_What you should do:_ Reproduce verbatim the passage of the Green River study text below, starting with "The make_raindat_v5 software" and going on through "of each HRAP cell.".

_Document:_
--- --- ---

Study Area Description
        The Green River cuts through the eastern end of the Uinta uplift, forming three major canyons: Canyon of the Lodore, Whirlpool Canyon, and Split Mountain Canyon (Figure 2). A variety of Precambrian and Paleozoic sedimentary rocks are exposed in the canyon walls, including resistant sandstone and limestone units and more easily weathered shale units. The area has a semi-arid climate that supports a pinion-juniper forest. There have been several severe forest fires in tributary catchments to the Green River in the last eight years and the resulting change in hydrology associated with these fires could potentially be related to debris flow initiation.  Debris flows initiate during the summer and fall when thunderstorms produce runoff in the upper portions of tributary catchments.  The runoff cascades down the steep canyon walls, inundating colluvium stored at the base of the cliffs.  The colluvium fails, initiating debris flows that continue to entrain material as they travel to the Green River.
 
 

                                                                         Figure 1. Lodore Canyon debris flow

                                                                    Figure 2. Map showing location of study area.
                                                                    The red area is the outline of the DEM that is shown in the following figures.

Data Sources
    The main components of Stage III NEXRAD data are the Digital Precipitation Array Products (DPA).  The DPA product used in this study is the operational hourly rain gage data, which are hourly radar-only estimates of precipitation collected on an approximately 4x4 kilometer grid.  This grid is referred to as HRAP (Hydrologic Rainfall Analysis Project), and in this study the grid is represented as a series of points. Each point represents the center of an HRAP grid cell and can be thought of as an individual rain gage.  For more details on NEXRAD data and information regarding its accuracy please follow the link below:
        http://www.nws.noaa.gov/oh/hrl/dmip/stageiii_info.htm

    NEXRAD data are available from 1996 to the present and are arranged in monthly increments in .tar files with the form "SiiiMMYYRFCID".  Within each monthly .tar file are daily .tar files with the form "SiiiMMDDYYRFCID" and each daily .tar file contains hourly zip files with the naming convention "xmrgMMDDYYhhz" The two digit codes refer to the month, day, year, hour, and RFC codes. The data for this project are for the Colorado Basin Forecasting Center (CBRFC).  Archived NEXRAD Stage III precipitation data can be downloaded from the National Weather Service River Forecasting Center at the following site:
        http://dipper.nws.noaa.gov/hdsb/data/nexrad/nexrad_data.html

    DEM’s are available from the EROS Data Center at:
        http://seamless.usgs.gov/

    TauDEM, an ArcGIS toolbar plugin used for terrain analysis of DEM's is available at:
        http://moose.cee.usu.edu/taudem/taudem.html

    Digital Raster Graphics (DRG) of topographic quads were purchased from the link below but may be avaiable at no cost for other areas:
        http://www.mapmart.com

    Hourly rainfall data collected by Remote Automated Weather Stations (RAWS) are available at two locations near my study area. These stations are maintained by the National Interagency Fire Center and data can be downloaded from the following site courtesy of the Western Regional Climate Center:
        http://www.fs.fed.us/raws/

    The make_raindat_v5 software used to extract NEXRAD data was developed by Ross Woods (NIWA, New Zealand).  This program decompresses the monthly, daily, and hourly .tar and .gzip files for the number of months selected by the user. The program reads the hourly xmrg files and writes a space delimited .dat file with the naming convention rain_071997_081997_CB.dat.  This file contains the hourly rainfall data for each HRAP cell.  Make_raindat_v5 also creates a "latlong.txt" file that contains the lat/long coordinates and the HRAP identifier of each HRAP cell.

--- --- ---

_Region labeling items:_
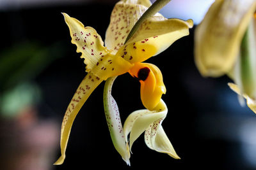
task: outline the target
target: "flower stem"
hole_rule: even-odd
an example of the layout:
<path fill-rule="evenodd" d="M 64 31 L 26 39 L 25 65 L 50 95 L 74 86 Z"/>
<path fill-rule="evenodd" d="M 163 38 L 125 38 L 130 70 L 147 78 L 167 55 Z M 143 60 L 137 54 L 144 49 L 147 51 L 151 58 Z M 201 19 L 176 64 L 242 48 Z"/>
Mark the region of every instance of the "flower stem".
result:
<path fill-rule="evenodd" d="M 249 24 L 241 45 L 241 75 L 243 92 L 256 97 L 256 51 L 253 22 Z"/>
<path fill-rule="evenodd" d="M 148 9 L 143 13 L 143 15 L 136 22 L 135 25 L 133 26 L 132 30 L 129 33 L 124 44 L 125 44 L 128 40 L 132 37 L 134 33 L 139 29 L 140 25 L 148 17 L 154 15 L 158 12 L 163 7 L 164 7 L 171 0 L 157 0 L 151 5 Z"/>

--- --- ---

_Full solution:_
The make_raindat_v5 software used to extract NEXRAD data was developed by Ross Woods (NIWA, New Zealand).  This program decompresses the monthly, daily, and hourly .tar and .gzip files for the number of months selected by the user. The program reads the hourly xmrg files and writes a space delimited .dat file with the naming convention rain_071997_081997_CB.dat.  This file contains the hourly rainfall data for each HRAP cell.  Make_raindat_v5 also creates a "latlong.txt" file that contains the lat/long coordinates and the HRAP identifier of each HRAP cell.